§ EXERCISE REQUIREMENTS:
Set down the entries exactly. No line may differ from its source.
- - - - -
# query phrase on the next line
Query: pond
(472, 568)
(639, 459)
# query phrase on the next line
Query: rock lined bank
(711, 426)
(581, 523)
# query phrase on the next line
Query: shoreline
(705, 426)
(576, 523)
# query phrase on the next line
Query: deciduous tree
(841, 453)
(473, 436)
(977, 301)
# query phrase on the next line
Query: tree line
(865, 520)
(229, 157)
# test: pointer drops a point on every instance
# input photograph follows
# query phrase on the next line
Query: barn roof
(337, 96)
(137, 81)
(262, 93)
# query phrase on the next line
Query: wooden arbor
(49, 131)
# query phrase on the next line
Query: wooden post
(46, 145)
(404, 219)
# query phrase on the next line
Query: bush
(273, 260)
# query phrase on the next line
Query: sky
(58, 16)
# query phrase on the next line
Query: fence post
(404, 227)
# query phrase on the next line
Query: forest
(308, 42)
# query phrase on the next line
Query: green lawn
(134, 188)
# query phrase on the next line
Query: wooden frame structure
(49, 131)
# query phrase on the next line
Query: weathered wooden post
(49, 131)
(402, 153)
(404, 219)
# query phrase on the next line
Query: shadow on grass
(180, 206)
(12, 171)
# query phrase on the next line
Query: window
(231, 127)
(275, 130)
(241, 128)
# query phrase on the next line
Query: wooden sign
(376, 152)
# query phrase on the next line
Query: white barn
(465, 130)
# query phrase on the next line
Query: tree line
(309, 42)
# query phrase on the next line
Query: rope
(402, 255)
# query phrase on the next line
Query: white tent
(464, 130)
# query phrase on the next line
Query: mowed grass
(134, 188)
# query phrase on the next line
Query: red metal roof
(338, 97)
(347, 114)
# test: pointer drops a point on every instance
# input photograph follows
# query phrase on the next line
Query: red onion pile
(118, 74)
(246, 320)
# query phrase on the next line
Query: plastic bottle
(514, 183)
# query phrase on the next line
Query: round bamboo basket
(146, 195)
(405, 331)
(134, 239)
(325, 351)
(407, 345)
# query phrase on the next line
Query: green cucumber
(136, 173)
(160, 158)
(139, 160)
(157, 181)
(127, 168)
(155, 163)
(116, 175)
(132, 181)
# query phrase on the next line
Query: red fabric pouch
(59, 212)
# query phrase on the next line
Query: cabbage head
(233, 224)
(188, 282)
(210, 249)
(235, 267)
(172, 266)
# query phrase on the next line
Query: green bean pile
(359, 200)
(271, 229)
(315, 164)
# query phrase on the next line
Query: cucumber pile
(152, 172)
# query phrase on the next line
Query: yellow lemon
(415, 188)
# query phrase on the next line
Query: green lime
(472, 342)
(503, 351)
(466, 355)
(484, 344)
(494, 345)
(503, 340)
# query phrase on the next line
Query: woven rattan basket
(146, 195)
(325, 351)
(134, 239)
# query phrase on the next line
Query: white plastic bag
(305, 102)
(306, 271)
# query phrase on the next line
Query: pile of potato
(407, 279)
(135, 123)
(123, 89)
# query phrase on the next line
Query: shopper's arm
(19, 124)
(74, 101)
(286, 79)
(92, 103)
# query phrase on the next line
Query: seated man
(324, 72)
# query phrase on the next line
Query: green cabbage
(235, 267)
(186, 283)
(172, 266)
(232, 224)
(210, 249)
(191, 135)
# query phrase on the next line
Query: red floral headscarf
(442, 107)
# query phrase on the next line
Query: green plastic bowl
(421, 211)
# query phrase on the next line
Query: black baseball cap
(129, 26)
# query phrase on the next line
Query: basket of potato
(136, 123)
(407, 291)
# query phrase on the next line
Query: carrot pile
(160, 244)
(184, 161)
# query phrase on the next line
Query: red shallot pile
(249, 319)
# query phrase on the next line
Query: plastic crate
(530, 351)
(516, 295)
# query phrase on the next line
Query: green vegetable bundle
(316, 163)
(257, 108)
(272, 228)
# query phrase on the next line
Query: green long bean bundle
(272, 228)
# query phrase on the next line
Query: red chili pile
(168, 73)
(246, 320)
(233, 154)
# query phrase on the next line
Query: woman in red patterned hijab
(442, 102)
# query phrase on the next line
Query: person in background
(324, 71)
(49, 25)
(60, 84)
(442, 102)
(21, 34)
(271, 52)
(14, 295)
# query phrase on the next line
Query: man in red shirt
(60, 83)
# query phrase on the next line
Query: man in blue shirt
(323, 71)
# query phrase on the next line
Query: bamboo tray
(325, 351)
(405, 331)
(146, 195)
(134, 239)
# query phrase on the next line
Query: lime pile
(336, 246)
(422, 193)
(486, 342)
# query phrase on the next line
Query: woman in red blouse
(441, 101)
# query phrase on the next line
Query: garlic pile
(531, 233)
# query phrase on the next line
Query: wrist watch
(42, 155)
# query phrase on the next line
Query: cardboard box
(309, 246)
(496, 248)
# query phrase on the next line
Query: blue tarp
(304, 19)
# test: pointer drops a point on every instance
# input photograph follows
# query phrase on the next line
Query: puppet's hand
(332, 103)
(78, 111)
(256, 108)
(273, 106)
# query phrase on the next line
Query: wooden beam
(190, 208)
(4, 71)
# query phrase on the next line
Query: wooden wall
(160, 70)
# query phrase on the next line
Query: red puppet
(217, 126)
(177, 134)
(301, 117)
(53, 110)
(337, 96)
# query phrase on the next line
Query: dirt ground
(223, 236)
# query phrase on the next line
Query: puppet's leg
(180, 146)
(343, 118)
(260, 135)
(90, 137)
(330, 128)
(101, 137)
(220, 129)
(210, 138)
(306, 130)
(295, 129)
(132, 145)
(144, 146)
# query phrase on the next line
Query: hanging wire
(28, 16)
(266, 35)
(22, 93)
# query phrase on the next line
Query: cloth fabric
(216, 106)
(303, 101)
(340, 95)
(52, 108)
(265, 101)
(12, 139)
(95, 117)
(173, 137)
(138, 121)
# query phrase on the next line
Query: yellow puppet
- - - - -
§ RESULT OF THE EXERCISE:
# query phrase on the next line
Query: pond
(472, 568)
(639, 459)
# query phrase on the next line
Query: rock lined bank
(711, 426)
(581, 523)
# query phrase on the next line
Query: shoreline
(705, 426)
(576, 523)
# query phrase on the next line
Query: deciduous tree
(841, 453)
(473, 436)
(977, 301)
# query phrase on the next line
Query: tree line
(865, 520)
(229, 157)
# test: pointer drops a point on every instance
# input photograph follows
# query phrase on the next line
Query: barn roof
(337, 96)
(137, 81)
(262, 93)
# query phrase on the next line
Query: wooden arbor
(49, 131)
# query phrase on the next line
Query: wooden post
(46, 145)
(404, 219)
# query phrase on the next line
Query: bush
(273, 260)
# query phrase on the next line
Query: sky
(58, 16)
# query phrase on the next line
Query: fence post
(404, 227)
# query phrase on the next line
Query: forest
(308, 42)
# query phrase on the next line
Query: green lawn
(134, 188)
# query phrase on the next line
Query: wooden frame structure
(49, 131)
# query phrase on the next line
Query: weathered wooden post
(49, 131)
(402, 153)
(404, 219)
# query phrase on the next line
Query: shadow on grass
(180, 206)
(12, 171)
# query phrase on the next line
Query: window
(231, 127)
(275, 130)
(241, 128)
# query phrase on the next line
Query: wooden sign
(376, 152)
# query phrase on the next line
Query: white barn
(465, 130)
# query phrase on the next line
Query: tree line
(309, 42)
# query phrase on the next line
Query: rope
(402, 255)
# query phrase on the next line
Query: white tent
(464, 130)
# query phrase on the next line
Query: mowed grass
(134, 188)
# query phrase on the next line
Query: red metal roof
(338, 97)
(347, 114)
# test: pointer drops a point on every instance
# input photograph follows
# query phrase on the next line
Query: red onion pile
(118, 74)
(246, 320)
# query phrase on the next line
Query: plastic bottle
(514, 183)
# query phrase on the next line
Query: round bamboo basket
(146, 195)
(405, 331)
(134, 239)
(325, 351)
(407, 345)
# query phrase on the next line
Query: green cucumber
(136, 173)
(160, 158)
(139, 160)
(157, 181)
(127, 168)
(155, 163)
(116, 175)
(132, 181)
# query phrase on the next line
Query: red fabric pouch
(59, 212)
# query phrase on the next line
Query: cabbage head
(233, 224)
(188, 282)
(210, 249)
(235, 267)
(172, 266)
# query phrase on the next line
Query: green bean pile
(359, 200)
(271, 229)
(315, 164)
# query phrase on the next line
Query: cucumber pile
(152, 172)
# query phrase on the next line
Query: yellow lemon
(415, 188)
# query phrase on the next line
Query: green lime
(472, 342)
(503, 351)
(466, 355)
(484, 344)
(494, 345)
(503, 340)
# query phrase on the next line
Query: woven rattan basket
(146, 195)
(325, 351)
(134, 239)
# query phrase on the next line
Query: white plastic bag
(305, 102)
(306, 271)
# query phrase on the next line
Query: pile of potato
(407, 279)
(135, 123)
(123, 89)
# query phrase on the next line
Query: shopper's arm
(19, 124)
(74, 101)
(286, 79)
(92, 103)
# query phrase on the next line
Query: seated man
(324, 72)
# query phrase on the next line
Query: green cabbage
(235, 267)
(186, 283)
(172, 266)
(232, 224)
(210, 249)
(191, 135)
# query phrase on the next line
Query: red floral headscarf
(442, 107)
# query phrase on the next line
Query: green plastic bowl
(421, 211)
# query phrase on the next line
Query: black baseball cap
(129, 26)
# query phrase on the next line
Query: basket of potato
(136, 123)
(407, 291)
# query phrase on the next line
Query: carrot pile
(160, 244)
(184, 161)
# query phrase on the next line
Query: red shallot pile
(249, 319)
# query phrase on the next line
Query: plastic crate
(530, 351)
(516, 295)
# query phrase on the next line
Query: green vegetable bundle
(316, 163)
(257, 108)
(272, 228)
# query phrase on the next line
Query: green long bean bundle
(272, 228)
# query phrase on the next line
Query: red chili pile
(168, 73)
(246, 320)
(233, 154)
# query phrase on the next line
Query: woman in red patterned hijab
(442, 102)
# query phrase on the next line
Query: person in background
(324, 71)
(49, 25)
(60, 84)
(442, 102)
(21, 34)
(271, 52)
(14, 295)
# query phrase on the next line
Query: man in red shirt
(60, 83)
# query phrase on the next line
Query: man in blue shirt
(323, 71)
# query phrase on the next line
Query: bamboo tray
(325, 351)
(405, 331)
(146, 195)
(134, 239)
# query phrase on the next line
Query: lime pile
(336, 246)
(422, 193)
(486, 342)
# query phrase on the next line
Query: woman in red blouse
(441, 101)
# query phrase on the next line
Query: garlic pile
(531, 233)
# query phrase on the next line
Query: wrist watch
(42, 155)
# query phrase on the next line
Query: cardboard box
(309, 246)
(496, 248)
# query phrase on the next line
Query: blue tarp
(304, 19)
# test: pointer drops a point on every instance
# input photograph follows
# query phrase on the next line
Query: puppet's hand
(332, 103)
(78, 111)
(256, 108)
(273, 106)
# query phrase on the next line
Query: wooden beam
(190, 208)
(4, 71)
# query phrase on the next line
Query: wooden wall
(160, 70)
# query phrase on the next line
Query: red puppet
(217, 126)
(177, 134)
(301, 117)
(53, 110)
(337, 96)
# query phrase on the next line
Query: dirt ground
(223, 236)
# query phrase on the next line
Query: puppet's leg
(180, 146)
(343, 118)
(260, 135)
(90, 137)
(330, 128)
(101, 137)
(220, 129)
(210, 138)
(306, 130)
(295, 129)
(132, 145)
(144, 146)
# query phrase on the next line
Query: hanging wire
(28, 16)
(266, 35)
(22, 93)
# query phrase on the next line
Query: cloth fabric
(216, 106)
(303, 101)
(340, 95)
(52, 108)
(265, 101)
(12, 139)
(95, 117)
(173, 137)
(138, 121)
# query phrase on the next line
Query: yellow puppet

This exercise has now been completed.